■ **抜粋文**:
___
30代でゲイでHIVで

まずは自分の記録のため、いつかは人の役にたてると良いなと思います。

カミングアウトから予想外の展開へ

HIV検査陽性告知を受けた保健所からの帰り道、

近所に住む友人カップル(レンさんとサトルさん)の家に突然お邪魔をした。

このレンさんとサトルさんは私よりも年上で、これまでもとても優しく仲良くしていただいており、二人にはさまざまな面で大変お世話になっている。

 

HIV陽性だったことを打ち明けるのは、はじめてゲイであることをノンケの女友達にカミングアウトした大学生2年生の時のような気持ちだった。意を決して、

「今まで保健所にいたんですけど、HIVと梅毒が陽性でした。」

と切り出すと。

「あらら。」と一言。そこでサトルさんは席を立ち、家事をし始めた。

 

残ったレンさんから続きを促され、検査の経緯や保健所で伝えられたことなどをザっと話をした。

 

「なるほど、保健所で紹介されたその病院じゃなくて、HIVを専門にしている拠点病院が少し遠いけど行けるところにあるから、そこにかかれないか、保健師に相談してみたら?」

という。あの保健師がそんなことを聞いてくれるのかな?とその時はちょっと面倒なアドバイスだなぁとすら思っていたのだが、そこで・・・

 

「とまぁ、なぜそんなことを言うかというと・・・」とレンさんが言うので。

 

「もしかして、レンさんも? ということですか?」と聞き返し、そうだということが分かった。
全く予想していなかった展開だったけど、そこからはもう猛烈に質問をしまくり、レンさんも色んなことを話をしてくれた。

もちろんレンさんのことはサトルさんもちゃんと知っていて、

しばらくしてサトルさんが「死ぬわけじゃないんでしょう?」とニコニコしながら戻ってきた。

 

そしてサトルさんが「ごはん食べてないよね?食べてかない?」と用意してくれた。ひと口、ふた口食べようとしてみたけど、胸が苦しくてうまく飲み込めない。

食事が喉を通らないとはこういうことを言うのか・・・

食べられないことを詫びつつ、話を聞いてくれて、またカミングアウトまでしてくれたことに深く感謝し、失礼することにした。

しなければいけないこと、考えなければいけないことが山ほどあると思い始めたのである。

聞いてもらえるだけでもありがたい話なのに、いきなり当事者の知り合いに巡り合えた。自分はとてもラッキーなのかもしれないと少し、いや大きく気持ちが上向いたのもある。

 

動き始めなければ。 と家路を急いだ。
___
■ **提供資料**:
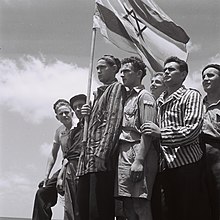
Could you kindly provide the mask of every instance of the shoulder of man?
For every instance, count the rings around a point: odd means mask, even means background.
[[[60,125],[57,129],[56,129],[56,133],[60,134],[61,132],[63,132],[65,130],[65,126],[64,125]]]
[[[155,106],[156,102],[153,95],[146,89],[142,89],[138,94],[139,101],[142,101],[144,105]]]
[[[188,88],[187,90],[188,90],[188,92],[190,92],[190,93],[198,93],[199,95],[201,95],[200,91],[197,90],[197,89],[195,89],[195,88]]]

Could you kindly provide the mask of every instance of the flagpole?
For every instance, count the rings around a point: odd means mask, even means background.
[[[94,60],[94,51],[95,51],[95,38],[96,38],[96,28],[93,27],[92,28],[91,51],[90,51],[90,62],[89,62],[89,75],[88,75],[88,82],[87,82],[86,104],[90,103],[90,95],[91,95],[91,87],[92,87],[92,70],[93,70],[93,60]],[[89,125],[89,116],[86,116],[84,120],[83,143],[86,143],[87,141],[88,125]]]

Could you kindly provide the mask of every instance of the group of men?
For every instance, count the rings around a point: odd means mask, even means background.
[[[51,219],[60,193],[64,220],[219,220],[220,65],[202,71],[204,101],[183,85],[188,65],[177,57],[152,77],[151,93],[138,57],[104,55],[96,69],[103,85],[92,105],[82,94],[54,104],[62,125],[32,219]],[[49,178],[60,147],[62,168]]]

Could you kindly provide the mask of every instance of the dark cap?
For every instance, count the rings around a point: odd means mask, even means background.
[[[79,94],[79,95],[75,95],[70,99],[70,106],[73,106],[73,103],[78,101],[78,100],[83,100],[86,103],[86,95],[84,94]]]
___
■ **課題**:
抜粋文の「そしてサトルさんが「ごはん食」から「く気持ちが上向いたのもある。」までを、一字一句変えずに書き写すこと。

■ **解答**:
そしてサトルさんが「ごはん食べてないよね?食べてかない?」と用意してくれた。ひと口、ふた口食べようとしてみたけど、胸が苦しくてうまく飲み込めない。

食事が喉を通らないとはこういうことを言うのか・・・

食べられないことを詫びつつ、話を聞いてくれて、またカミングアウトまでしてくれたことに深く感謝し、失礼することにした。

しなければいけないこと、考えなければいけないことが山ほどあると思い始めたのである。

聞いてもらえるだけでもありがたい話なのに、いきなり当事者の知り合いに巡り合えた。自分はとてもラッキーなのかもしれないと少し、いや大きく気持ちが上向いたのもある。